**EXERCISE GOAL:**
In the project description on firms' inflation expectations, what is the first channel the researchers want to test?

**EXTRACT:**
* * *

Project Details
Inflation Expectations: Firm-Level Experiments
Applicant
Professorin Ester Faia, Ph.D.
Subject Area
Economic Policy, Applied Economics
Economic Theory
Economic Theory
Term
since 2022
Project identifier
Deutsche Forschungsgemeinschaft (DFG) - Project number 501537268
Firms’ inflation expectations are crucial for understanding the dynamics of inflation, particularly in situation like the post-pandemic economies in which large shocks act as trigger of inflation spirals. Firms set prices, compete in markets and choose inputs that determine their marginal costs. Their inflation expectations enter and affect all of those decisions. We aim at a causal inference of firms’ inflation expectations through a survey experiment. Specifically, we wish to test three possible channels that may affect firms’ inflation expectations. The first is the cost channel. This includes the cost of labour, which is likely to raise in the post-pandemic scenario also due to reduced labour supply, and the ensuing raise in unions' power. On reverse instead automation may help firms reduce the cost of labour, hence tame inflation. The second is linked to the role of competitors, as firms have more flexibility in raising prices in less competitive environments. In turn firms themselves form their inflation expectations based on what their expectations of competitors' pricing strategies. The third is the role of consumers’ demand: firms setting prices, do so by taking demand elasticity as given. Most often they refrain from raising prices when they fear consumers’ antagonism.The survey experiment will be composed of four modules. In the first we will ask questions to see which of the four channels is more prevalent for firms’ expectation formation. In the other three modules we focus specifically on each of the channels. Each module has similar structures: firms’ priors about relevant variables are solicited, information is provided to them randomly (in the form of unions’ requests, competitors’ expectations or consumers’ expectations), following the randomized controlled trial firms’ posterior expectations are solicited.
DFG Programme
Research Grants
International Connection
USA
Cooperation Partners
Professor Dr. Francesco D' Acunto; Professor Michael Weber, Ph.D.

* * *

[Collected data]
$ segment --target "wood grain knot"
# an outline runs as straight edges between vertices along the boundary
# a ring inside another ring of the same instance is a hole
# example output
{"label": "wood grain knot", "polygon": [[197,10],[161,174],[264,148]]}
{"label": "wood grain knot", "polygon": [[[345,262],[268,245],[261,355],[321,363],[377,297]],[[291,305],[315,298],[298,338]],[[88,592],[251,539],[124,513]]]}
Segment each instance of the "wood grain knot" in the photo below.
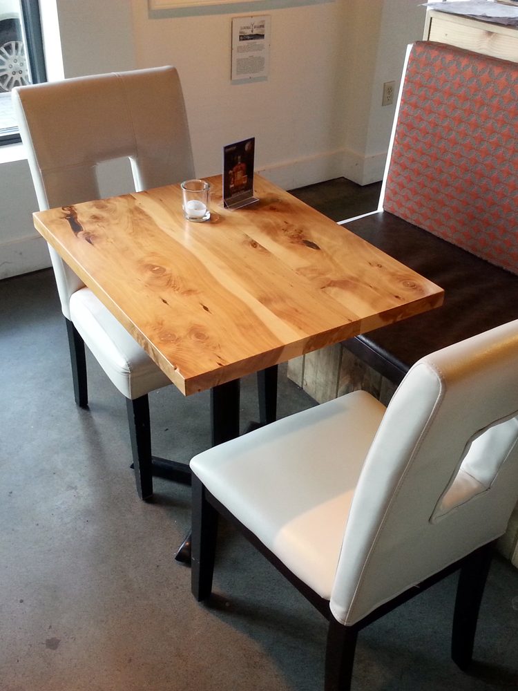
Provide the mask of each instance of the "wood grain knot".
{"label": "wood grain knot", "polygon": [[77,235],[81,231],[83,227],[77,220],[77,211],[75,210],[75,207],[63,207],[63,211],[65,212],[65,220],[68,222],[72,232]]}
{"label": "wood grain knot", "polygon": [[310,249],[320,249],[320,247],[316,243],[313,243],[311,240],[303,240],[303,245],[305,245],[306,247],[309,247]]}
{"label": "wood grain knot", "polygon": [[198,326],[190,329],[189,335],[193,341],[198,341],[200,343],[207,343],[209,341],[209,335]]}

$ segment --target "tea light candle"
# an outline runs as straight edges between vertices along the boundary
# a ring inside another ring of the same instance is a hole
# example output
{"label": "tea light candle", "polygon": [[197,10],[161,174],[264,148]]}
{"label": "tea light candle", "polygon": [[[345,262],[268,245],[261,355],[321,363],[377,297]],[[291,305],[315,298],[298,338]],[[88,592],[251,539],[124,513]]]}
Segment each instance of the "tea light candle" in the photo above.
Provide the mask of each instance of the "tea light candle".
{"label": "tea light candle", "polygon": [[207,214],[207,207],[198,199],[190,199],[185,205],[185,213],[191,218],[202,218]]}

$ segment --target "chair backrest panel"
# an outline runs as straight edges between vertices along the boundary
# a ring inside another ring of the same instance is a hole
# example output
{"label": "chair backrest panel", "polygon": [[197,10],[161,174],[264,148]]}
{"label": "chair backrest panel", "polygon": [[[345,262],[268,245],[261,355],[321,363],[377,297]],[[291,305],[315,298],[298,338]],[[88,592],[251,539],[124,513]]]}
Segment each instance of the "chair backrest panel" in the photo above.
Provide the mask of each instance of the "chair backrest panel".
{"label": "chair backrest panel", "polygon": [[[130,158],[137,191],[194,176],[175,68],[23,86],[12,100],[41,210],[98,198],[96,166],[115,158]],[[50,256],[69,317],[70,296],[82,284]]]}
{"label": "chair backrest panel", "polygon": [[518,321],[423,358],[387,409],[331,607],[354,623],[506,529],[518,496]]}
{"label": "chair backrest panel", "polygon": [[383,209],[518,274],[517,103],[518,64],[414,44]]}

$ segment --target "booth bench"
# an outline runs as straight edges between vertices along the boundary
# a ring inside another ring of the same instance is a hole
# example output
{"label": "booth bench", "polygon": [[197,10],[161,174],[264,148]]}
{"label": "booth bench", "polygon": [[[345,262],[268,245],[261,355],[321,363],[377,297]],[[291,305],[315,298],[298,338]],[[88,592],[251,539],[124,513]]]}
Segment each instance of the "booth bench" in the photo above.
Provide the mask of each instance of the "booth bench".
{"label": "booth bench", "polygon": [[302,379],[327,382],[320,402],[364,388],[386,404],[421,357],[518,319],[518,64],[422,41],[404,73],[379,208],[343,225],[443,287],[444,304],[305,356]]}

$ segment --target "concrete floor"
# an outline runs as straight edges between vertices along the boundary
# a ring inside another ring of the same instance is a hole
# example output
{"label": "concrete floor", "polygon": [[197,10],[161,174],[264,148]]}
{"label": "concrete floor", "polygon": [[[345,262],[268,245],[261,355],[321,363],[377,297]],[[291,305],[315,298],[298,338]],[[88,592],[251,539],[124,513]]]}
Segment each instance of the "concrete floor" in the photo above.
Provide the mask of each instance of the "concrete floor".
{"label": "concrete floor", "polygon": [[[298,193],[318,200],[312,188]],[[0,691],[321,689],[325,621],[229,527],[214,597],[191,597],[173,558],[190,491],[155,479],[153,503],[138,500],[124,401],[93,361],[90,409],[75,406],[50,270],[0,282]],[[282,372],[280,415],[313,405]],[[157,455],[187,462],[209,446],[208,395],[150,398]],[[249,378],[244,426],[256,401]],[[454,587],[361,634],[355,691],[518,688],[518,571],[492,567],[475,676],[449,657]]]}

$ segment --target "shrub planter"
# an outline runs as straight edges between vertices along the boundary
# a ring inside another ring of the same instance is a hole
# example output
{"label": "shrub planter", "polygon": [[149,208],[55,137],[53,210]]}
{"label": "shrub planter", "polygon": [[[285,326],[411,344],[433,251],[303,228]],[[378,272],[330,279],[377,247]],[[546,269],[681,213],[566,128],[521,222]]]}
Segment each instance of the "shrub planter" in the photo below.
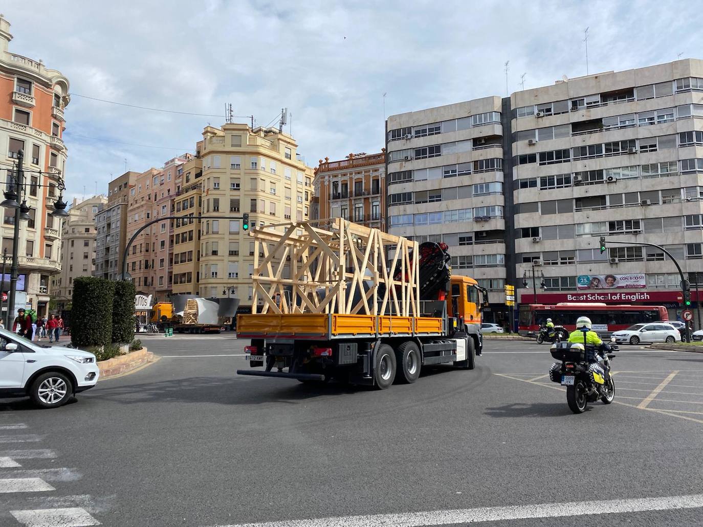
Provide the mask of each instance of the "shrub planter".
{"label": "shrub planter", "polygon": [[98,367],[100,370],[98,382],[103,379],[109,379],[111,377],[130,372],[148,363],[153,362],[154,362],[154,354],[148,351],[146,348],[142,348],[126,355],[120,355],[114,358],[109,358],[107,360],[100,360],[98,362]]}

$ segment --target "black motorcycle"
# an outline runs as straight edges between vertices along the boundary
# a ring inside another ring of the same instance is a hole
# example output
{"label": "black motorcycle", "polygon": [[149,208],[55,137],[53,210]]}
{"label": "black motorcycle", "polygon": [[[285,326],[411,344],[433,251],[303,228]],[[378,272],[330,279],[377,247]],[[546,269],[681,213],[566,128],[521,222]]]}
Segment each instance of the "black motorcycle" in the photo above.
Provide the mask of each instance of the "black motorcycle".
{"label": "black motorcycle", "polygon": [[[611,345],[611,351],[617,346]],[[615,398],[615,381],[610,375],[610,360],[612,353],[601,358],[595,351],[587,350],[586,346],[570,342],[553,344],[550,352],[559,360],[549,369],[549,379],[567,387],[567,402],[575,414],[586,411],[588,403],[598,399],[609,405]],[[588,360],[593,353],[595,361]]]}
{"label": "black motorcycle", "polygon": [[568,338],[569,332],[562,326],[554,326],[553,329],[542,326],[539,328],[539,332],[537,334],[537,344],[561,342]]}

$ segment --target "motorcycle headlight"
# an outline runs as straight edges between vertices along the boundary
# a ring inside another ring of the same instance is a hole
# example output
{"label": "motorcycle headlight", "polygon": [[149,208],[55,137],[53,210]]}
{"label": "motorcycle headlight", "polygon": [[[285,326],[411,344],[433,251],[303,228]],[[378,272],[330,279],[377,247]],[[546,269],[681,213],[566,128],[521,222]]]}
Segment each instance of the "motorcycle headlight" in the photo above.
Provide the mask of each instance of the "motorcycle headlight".
{"label": "motorcycle headlight", "polygon": [[88,364],[95,362],[94,357],[84,357],[82,355],[67,355],[65,356],[81,364]]}

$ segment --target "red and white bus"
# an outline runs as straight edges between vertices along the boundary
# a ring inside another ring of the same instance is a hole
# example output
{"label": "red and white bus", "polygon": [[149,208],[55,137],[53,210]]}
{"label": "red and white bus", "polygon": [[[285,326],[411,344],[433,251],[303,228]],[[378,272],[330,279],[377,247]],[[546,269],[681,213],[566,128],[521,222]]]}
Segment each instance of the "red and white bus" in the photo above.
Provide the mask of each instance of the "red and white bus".
{"label": "red and white bus", "polygon": [[593,330],[607,336],[614,331],[626,330],[633,324],[668,320],[669,312],[664,306],[613,306],[607,304],[560,303],[555,305],[531,304],[520,306],[518,332],[533,337],[539,327],[551,318],[555,325],[567,331],[576,329],[576,319],[587,316]]}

* * *

**WORKED SOLUTION:**
The cost channel.